■ **Your goal**: Copy out all lines of the records in which the word "short" appears.

■ **Exercise inputs**:
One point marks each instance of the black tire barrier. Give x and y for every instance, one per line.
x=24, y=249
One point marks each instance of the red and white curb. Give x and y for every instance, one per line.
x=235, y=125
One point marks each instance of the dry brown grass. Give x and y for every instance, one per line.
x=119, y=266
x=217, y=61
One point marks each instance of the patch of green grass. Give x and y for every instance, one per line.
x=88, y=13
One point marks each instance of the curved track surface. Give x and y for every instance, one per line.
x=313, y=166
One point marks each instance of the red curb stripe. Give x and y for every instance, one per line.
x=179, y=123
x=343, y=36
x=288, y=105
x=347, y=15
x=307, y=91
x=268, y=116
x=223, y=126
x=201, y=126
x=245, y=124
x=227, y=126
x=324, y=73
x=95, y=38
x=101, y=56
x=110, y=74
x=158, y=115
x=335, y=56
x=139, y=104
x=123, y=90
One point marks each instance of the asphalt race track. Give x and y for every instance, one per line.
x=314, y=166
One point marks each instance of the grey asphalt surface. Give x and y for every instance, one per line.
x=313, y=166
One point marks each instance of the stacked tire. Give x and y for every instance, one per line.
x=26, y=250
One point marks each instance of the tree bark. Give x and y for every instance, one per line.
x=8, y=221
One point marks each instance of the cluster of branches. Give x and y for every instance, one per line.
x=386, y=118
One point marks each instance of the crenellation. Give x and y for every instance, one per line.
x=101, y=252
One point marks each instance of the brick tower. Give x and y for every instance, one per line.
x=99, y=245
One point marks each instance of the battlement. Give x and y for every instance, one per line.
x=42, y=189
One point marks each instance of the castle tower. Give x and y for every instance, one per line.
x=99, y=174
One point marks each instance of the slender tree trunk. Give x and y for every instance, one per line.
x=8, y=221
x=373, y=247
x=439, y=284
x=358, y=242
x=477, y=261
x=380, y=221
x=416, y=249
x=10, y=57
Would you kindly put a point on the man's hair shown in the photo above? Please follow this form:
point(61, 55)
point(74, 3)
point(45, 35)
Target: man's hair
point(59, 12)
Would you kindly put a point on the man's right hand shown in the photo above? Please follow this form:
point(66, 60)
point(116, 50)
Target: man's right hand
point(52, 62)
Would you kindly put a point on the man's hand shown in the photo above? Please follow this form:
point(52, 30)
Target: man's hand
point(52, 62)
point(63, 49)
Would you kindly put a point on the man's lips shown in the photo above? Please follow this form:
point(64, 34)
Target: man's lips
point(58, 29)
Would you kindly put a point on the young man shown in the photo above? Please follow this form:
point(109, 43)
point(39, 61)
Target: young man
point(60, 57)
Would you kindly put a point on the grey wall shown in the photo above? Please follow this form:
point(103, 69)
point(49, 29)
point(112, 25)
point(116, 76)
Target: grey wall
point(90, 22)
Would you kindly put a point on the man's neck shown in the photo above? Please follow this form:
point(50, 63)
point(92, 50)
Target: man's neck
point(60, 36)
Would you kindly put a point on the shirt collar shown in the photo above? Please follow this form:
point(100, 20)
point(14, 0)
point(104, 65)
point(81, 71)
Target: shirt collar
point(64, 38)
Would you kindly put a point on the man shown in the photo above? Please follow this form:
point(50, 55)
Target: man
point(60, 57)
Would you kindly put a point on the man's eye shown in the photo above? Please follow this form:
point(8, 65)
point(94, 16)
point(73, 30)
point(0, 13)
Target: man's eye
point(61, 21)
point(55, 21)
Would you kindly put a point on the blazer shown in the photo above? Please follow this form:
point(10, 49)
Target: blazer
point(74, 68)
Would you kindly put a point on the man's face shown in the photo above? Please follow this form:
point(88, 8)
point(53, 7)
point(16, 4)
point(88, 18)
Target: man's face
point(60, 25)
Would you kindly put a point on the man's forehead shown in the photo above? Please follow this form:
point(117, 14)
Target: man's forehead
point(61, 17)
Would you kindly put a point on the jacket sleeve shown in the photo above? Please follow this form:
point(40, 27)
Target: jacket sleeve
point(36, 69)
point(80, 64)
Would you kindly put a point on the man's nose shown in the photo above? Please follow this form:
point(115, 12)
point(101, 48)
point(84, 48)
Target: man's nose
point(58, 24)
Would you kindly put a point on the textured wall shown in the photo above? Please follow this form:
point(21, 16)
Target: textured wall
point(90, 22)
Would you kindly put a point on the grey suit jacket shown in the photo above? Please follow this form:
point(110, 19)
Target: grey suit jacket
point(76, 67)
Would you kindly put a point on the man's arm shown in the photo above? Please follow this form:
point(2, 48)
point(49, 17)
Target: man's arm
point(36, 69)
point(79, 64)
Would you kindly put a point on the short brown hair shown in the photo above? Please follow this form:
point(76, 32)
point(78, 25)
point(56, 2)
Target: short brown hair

■ **The answer**:
Would you kindly put a point on the short brown hair shown in the photo above? Please follow this form:
Target: short brown hair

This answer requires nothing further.